* _EXTRACT TO READ_
= Beginning of Section =

A possession ban doesn’t regulate commerce. It confiscates lawfully-possessed property, directly impacting individuals who followed the law when they purchased their firearms.

The MSRs, or “military-style weapons” as the antigun legislators purposefully mislabel them, are among the most commonly owned firearms in the United States and are widely used for lawful purposes, including target shooting, hunting and personal protection. They are semiautomatic firearms — one round fired per trigger pull — not automatic firearms, which have been tightly regulated under federal law for decades. Precision in terminology is not optional in this debate.
Inevitable Outcomes
Lawmakers advancing possession bans can’t avoid the next question: what happens to the firearms already in circulation?
There are only a few possible answers — mandatory surrender, forced transfer, registration schemes or criminal penalties for noncompliance. Each option would require lawful owners to surrender, under threat of criminal penalty, property they legally acquired.
That’s not speculation. It’s the unavoidable mechanics of the possession ban funnel, and it places the burden squarely on those who followed the law — not those who ignore it.

= End of Section =

[Localization data, one point per instance]
= Beginning of Section =

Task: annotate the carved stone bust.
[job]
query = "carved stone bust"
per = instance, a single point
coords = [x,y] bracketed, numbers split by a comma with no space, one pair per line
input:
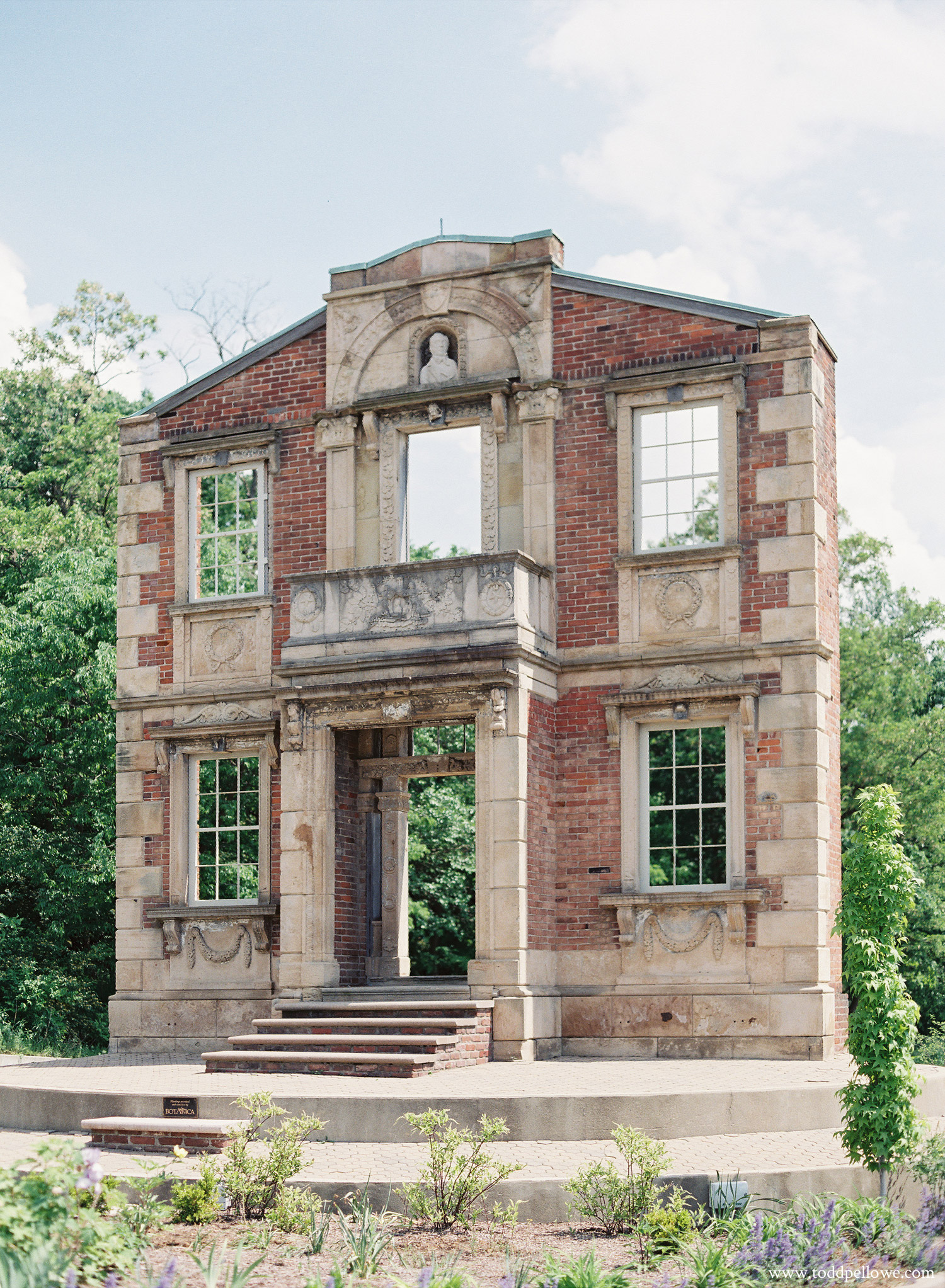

= End of Section =

* _YOUR OBJECTIVE_
Please reproduce part of the text on firearm possession bans word for word, beginning at "A possession ban" and stopping after "already in circulation?".

* _TASK RESPONSE_
A possession ban doesn’t regulate commerce. It confiscates lawfully-possessed property, directly impacting individuals who followed the law when they purchased their firearms.

The MSRs, or “military-style weapons” as the antigun legislators purposefully mislabel them, are among the most commonly owned firearms in the United States and are widely used for lawful purposes, including target shooting, hunting and personal protection. They are semiautomatic firearms — one round fired per trigger pull — not automatic firearms, which have been tightly regulated under federal law for decades. Precision in terminology is not optional in this debate.
Inevitable Outcomes
Lawmakers advancing possession bans can’t avoid the next question: what happens to the firearms already in circulation?